**任务材料**
__________

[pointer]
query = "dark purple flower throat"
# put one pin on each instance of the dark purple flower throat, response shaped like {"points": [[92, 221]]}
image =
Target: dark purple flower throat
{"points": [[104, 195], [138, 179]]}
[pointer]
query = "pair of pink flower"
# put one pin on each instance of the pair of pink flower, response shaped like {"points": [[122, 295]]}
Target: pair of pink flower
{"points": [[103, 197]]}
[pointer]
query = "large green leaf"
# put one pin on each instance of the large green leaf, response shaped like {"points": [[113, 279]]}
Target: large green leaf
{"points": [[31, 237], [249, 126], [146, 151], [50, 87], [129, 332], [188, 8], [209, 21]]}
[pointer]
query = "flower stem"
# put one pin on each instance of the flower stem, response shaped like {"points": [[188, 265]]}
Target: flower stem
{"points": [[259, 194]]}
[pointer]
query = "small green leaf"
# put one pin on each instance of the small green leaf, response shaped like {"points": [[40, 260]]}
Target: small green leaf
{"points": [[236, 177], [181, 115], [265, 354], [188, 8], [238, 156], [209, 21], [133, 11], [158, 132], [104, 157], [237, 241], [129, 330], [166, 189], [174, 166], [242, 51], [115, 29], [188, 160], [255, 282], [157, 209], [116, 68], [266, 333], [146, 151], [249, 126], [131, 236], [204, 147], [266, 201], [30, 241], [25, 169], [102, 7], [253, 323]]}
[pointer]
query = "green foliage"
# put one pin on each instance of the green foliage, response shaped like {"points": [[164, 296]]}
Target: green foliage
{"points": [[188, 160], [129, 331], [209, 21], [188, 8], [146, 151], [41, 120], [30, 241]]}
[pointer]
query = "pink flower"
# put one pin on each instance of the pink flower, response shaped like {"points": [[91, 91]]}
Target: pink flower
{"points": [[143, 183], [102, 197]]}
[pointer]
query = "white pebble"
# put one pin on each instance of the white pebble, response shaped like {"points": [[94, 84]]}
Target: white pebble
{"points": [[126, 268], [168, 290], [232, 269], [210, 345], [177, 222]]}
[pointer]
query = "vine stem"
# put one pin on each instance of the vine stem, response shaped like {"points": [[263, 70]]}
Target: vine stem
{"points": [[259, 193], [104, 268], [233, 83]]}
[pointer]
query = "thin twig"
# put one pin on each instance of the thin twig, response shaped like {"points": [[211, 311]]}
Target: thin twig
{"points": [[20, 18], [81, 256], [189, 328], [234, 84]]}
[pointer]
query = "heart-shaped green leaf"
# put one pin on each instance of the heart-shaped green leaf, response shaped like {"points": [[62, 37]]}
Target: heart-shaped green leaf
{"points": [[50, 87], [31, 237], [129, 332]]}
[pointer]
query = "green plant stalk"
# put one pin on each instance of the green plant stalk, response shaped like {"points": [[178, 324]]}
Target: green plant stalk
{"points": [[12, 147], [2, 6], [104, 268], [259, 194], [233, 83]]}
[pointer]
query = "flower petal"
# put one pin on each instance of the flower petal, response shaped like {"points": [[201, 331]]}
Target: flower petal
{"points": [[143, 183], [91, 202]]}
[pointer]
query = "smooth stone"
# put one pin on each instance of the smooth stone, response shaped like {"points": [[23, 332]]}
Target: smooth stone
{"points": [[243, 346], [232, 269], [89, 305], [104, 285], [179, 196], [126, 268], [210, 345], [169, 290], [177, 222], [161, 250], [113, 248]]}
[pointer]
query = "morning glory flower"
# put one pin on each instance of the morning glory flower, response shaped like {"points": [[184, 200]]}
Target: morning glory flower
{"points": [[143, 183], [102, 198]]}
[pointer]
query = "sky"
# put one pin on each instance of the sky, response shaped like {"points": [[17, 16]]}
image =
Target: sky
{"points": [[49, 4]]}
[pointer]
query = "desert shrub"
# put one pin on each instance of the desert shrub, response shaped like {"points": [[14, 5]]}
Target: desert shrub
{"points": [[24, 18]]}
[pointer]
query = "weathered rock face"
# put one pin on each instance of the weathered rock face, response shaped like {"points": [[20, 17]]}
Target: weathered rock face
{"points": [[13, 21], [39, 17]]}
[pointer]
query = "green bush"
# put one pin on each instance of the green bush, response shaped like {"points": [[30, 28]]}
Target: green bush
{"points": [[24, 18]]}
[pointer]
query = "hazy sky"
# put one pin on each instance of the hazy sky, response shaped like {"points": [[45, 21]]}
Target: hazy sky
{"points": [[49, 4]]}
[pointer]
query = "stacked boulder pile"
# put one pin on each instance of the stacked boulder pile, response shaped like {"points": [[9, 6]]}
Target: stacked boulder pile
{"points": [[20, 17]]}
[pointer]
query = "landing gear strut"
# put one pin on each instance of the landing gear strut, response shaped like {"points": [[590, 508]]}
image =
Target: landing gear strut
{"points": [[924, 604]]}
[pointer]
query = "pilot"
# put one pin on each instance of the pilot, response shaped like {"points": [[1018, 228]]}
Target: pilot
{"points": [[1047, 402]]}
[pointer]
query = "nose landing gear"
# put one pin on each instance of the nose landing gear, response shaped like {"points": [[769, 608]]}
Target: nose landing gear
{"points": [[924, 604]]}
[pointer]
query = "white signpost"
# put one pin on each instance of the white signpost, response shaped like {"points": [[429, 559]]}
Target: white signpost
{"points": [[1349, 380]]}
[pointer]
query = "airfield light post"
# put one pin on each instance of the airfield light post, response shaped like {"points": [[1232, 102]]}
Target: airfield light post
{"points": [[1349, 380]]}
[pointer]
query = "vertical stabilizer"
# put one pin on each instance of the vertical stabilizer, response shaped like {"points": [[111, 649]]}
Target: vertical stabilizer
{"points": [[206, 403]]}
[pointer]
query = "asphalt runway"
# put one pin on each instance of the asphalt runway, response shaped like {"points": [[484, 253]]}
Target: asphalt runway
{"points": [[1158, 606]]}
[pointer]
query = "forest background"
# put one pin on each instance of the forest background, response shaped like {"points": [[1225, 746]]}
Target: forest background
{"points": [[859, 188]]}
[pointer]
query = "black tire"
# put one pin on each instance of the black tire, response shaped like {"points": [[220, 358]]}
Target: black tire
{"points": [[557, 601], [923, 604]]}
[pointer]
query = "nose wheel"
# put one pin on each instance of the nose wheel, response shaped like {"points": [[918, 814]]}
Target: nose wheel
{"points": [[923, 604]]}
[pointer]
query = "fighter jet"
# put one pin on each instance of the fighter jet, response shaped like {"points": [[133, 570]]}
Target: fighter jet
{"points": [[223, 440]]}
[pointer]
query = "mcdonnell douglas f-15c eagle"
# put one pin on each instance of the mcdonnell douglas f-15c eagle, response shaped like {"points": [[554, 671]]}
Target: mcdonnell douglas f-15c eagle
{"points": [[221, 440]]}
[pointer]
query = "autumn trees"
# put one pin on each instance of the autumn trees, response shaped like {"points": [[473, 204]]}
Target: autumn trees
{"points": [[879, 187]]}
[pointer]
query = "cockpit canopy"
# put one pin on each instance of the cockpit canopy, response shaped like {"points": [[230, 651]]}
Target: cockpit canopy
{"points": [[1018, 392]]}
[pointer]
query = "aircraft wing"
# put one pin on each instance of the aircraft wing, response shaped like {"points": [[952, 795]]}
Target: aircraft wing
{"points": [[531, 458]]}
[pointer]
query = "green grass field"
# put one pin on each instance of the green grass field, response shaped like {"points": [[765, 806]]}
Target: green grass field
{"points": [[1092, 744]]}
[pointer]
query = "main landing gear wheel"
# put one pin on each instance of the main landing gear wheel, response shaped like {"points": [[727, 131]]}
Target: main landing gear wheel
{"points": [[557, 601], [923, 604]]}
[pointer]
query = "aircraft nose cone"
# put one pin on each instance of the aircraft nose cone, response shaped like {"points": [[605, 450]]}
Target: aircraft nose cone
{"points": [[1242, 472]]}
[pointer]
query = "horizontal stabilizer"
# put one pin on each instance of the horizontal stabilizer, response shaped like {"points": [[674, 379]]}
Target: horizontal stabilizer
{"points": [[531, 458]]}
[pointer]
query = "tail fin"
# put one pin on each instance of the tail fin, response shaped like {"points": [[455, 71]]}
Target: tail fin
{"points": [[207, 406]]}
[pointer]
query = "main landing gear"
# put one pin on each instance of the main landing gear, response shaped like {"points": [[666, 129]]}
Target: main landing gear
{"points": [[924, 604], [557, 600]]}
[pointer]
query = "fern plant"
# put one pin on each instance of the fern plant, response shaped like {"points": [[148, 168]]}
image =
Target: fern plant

__________

**任务目标**
从上面的行里挑出所有含有“throat”这个词的行，逐行照抄下来。

**练习答案**
query = "dark purple flower throat"
# put one pin on each instance of the dark purple flower throat, response shaped like {"points": [[92, 221]]}
Target: dark purple flower throat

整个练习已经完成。